▸ Work to do
Rewrite the records from the line with "the form (102,240);" through the end of the records, replacing "trophy stem" with "trophy base" and leaving everything else unchanged.

* Start *

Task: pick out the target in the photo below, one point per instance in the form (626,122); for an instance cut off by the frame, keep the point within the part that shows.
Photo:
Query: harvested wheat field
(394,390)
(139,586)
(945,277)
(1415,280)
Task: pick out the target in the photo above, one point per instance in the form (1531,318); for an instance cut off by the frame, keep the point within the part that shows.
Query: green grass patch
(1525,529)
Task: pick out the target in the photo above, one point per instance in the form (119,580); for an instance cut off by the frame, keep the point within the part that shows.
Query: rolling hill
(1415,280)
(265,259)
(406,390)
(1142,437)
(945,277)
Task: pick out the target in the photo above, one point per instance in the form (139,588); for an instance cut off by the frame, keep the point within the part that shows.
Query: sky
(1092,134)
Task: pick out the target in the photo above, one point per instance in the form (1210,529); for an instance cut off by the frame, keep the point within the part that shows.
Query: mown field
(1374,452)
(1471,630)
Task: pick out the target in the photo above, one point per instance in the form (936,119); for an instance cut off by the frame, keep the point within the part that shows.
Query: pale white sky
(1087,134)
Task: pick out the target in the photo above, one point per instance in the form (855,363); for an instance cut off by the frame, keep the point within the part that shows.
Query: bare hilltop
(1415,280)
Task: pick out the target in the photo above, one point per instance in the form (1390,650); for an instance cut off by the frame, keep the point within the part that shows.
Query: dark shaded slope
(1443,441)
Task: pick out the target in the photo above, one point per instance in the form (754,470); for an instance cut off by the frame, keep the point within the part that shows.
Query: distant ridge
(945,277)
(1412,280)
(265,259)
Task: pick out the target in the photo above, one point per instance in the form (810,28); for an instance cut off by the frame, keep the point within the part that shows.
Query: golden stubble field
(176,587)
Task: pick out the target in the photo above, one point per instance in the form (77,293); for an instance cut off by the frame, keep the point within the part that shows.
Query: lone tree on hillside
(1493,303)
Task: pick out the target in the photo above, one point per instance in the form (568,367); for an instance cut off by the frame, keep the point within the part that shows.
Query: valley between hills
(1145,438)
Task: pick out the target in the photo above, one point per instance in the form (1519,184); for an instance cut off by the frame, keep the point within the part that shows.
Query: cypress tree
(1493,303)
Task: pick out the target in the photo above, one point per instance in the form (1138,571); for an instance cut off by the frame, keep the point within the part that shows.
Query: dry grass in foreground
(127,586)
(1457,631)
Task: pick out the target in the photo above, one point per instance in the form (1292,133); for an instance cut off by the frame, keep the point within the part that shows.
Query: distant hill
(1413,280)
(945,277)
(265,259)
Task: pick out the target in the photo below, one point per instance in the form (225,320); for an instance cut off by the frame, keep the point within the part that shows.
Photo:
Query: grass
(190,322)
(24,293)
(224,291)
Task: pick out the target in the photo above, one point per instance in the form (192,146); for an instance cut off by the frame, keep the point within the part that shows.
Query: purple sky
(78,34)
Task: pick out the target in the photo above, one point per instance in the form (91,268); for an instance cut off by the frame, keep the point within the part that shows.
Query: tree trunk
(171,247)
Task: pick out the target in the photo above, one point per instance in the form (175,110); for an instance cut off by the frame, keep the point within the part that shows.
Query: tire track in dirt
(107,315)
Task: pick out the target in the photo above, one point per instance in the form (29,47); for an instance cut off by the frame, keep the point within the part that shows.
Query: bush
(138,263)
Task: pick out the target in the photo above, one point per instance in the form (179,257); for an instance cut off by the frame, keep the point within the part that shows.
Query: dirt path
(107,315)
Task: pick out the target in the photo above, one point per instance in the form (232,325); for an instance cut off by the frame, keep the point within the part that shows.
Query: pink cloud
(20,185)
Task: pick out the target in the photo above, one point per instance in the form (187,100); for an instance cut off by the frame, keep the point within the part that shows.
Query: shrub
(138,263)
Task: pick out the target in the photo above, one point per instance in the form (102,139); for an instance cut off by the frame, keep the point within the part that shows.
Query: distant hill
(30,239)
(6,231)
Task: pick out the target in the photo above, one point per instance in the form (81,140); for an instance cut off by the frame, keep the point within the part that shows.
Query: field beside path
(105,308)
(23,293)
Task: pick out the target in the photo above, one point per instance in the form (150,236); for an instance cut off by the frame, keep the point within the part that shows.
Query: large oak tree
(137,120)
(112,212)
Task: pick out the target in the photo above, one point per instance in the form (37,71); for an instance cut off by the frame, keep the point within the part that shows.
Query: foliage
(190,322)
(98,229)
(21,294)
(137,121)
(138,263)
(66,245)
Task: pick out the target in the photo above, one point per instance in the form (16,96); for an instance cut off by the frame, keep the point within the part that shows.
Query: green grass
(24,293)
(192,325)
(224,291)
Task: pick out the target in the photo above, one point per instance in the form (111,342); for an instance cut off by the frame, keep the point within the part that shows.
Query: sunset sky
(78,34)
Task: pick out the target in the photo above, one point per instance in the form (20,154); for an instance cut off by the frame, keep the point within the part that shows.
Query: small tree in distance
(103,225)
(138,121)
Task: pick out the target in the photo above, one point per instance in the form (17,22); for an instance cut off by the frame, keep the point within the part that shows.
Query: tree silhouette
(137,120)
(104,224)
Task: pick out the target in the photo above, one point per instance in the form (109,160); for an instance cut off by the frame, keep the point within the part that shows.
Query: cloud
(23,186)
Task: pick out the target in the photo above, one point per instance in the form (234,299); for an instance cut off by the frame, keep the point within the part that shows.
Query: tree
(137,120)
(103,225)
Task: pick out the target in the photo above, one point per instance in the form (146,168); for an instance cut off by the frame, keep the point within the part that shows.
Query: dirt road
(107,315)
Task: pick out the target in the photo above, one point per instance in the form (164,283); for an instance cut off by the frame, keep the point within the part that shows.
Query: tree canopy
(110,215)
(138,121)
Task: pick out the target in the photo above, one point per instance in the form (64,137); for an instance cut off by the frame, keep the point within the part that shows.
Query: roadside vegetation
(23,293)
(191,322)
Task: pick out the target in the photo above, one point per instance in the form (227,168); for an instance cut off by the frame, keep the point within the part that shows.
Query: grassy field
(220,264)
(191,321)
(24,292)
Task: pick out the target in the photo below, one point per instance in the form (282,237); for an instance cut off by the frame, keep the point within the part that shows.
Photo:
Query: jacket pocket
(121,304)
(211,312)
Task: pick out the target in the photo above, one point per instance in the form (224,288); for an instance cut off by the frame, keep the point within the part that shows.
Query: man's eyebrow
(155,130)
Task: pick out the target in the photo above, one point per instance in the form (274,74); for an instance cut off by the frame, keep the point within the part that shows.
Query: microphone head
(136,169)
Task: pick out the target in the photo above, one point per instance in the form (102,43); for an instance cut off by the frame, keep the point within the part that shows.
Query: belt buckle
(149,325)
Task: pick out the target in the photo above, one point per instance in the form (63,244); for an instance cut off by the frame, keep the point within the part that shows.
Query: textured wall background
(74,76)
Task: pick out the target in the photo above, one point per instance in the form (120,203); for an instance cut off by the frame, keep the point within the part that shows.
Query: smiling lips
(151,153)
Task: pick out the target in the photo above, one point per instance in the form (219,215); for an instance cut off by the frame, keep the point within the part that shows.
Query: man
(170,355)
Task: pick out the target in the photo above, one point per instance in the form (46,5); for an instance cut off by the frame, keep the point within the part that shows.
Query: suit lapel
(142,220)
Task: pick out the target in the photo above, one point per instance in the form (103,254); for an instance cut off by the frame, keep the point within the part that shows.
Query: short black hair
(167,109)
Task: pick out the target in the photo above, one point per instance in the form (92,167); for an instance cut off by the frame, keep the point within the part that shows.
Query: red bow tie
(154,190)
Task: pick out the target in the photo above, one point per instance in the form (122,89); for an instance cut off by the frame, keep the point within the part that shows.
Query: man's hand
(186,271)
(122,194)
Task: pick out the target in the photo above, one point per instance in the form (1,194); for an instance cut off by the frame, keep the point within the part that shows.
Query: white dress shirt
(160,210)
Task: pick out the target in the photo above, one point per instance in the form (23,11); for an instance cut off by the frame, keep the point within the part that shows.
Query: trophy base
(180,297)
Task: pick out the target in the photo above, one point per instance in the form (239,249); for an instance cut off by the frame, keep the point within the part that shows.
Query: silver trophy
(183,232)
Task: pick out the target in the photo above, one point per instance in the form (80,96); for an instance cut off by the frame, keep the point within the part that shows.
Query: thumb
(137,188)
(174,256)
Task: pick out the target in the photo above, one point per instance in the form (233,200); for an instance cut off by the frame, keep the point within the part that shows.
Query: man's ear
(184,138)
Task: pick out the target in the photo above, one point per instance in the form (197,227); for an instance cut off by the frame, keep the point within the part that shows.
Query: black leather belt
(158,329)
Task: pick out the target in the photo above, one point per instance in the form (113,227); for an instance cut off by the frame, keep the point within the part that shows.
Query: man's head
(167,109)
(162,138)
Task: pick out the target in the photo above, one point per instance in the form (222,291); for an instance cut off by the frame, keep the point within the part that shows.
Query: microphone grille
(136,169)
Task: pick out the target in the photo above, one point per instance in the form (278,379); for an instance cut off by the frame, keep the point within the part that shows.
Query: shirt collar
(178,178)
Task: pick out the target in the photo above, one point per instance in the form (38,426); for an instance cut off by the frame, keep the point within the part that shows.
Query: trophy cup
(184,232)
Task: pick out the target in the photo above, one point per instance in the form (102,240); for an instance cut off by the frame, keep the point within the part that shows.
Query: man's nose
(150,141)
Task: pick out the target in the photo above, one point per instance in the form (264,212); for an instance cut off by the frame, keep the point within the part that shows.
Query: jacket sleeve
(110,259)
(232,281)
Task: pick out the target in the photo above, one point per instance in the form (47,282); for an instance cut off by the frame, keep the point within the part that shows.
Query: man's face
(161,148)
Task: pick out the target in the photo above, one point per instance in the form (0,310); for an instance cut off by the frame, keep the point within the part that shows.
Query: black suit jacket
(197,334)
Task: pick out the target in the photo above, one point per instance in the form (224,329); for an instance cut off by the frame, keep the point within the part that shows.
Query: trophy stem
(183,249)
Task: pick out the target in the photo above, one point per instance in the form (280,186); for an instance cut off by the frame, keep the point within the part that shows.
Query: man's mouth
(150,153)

* End *

▸ Result
Task: pick out the target in the photo above, one point per instance in the form (102,240); for an instance cut off by the frame, keep the point within the part that shows.
Query: man's nose
(150,141)
Task: pick out the target in the photo above, one point per instance in the form (264,212); for an instance cut off by the frame, keep the point within the part that shows.
Query: jacket sleeve
(110,259)
(232,281)
Task: pick out the target in the photo above, one point per instance in the form (47,282); for an instance cut off by the frame, keep the point within the part that shows.
Query: man's face
(161,148)
Task: pick out the target in the photo above, one point per instance in the form (0,310); for an instance cut off by the frame, keep the point within the part that shows.
Query: black suit jacket
(197,334)
Task: pick out the target in the photo above, one point per instance in the form (224,329); for an instance cut off by the frame, keep the point within the part that shows.
Query: trophy base
(183,249)
Task: pick out the target in the photo above, one point per instance in the form (280,186); for an instance cut off by the frame, keep the point within the part that shows.
Query: man's mouth
(150,153)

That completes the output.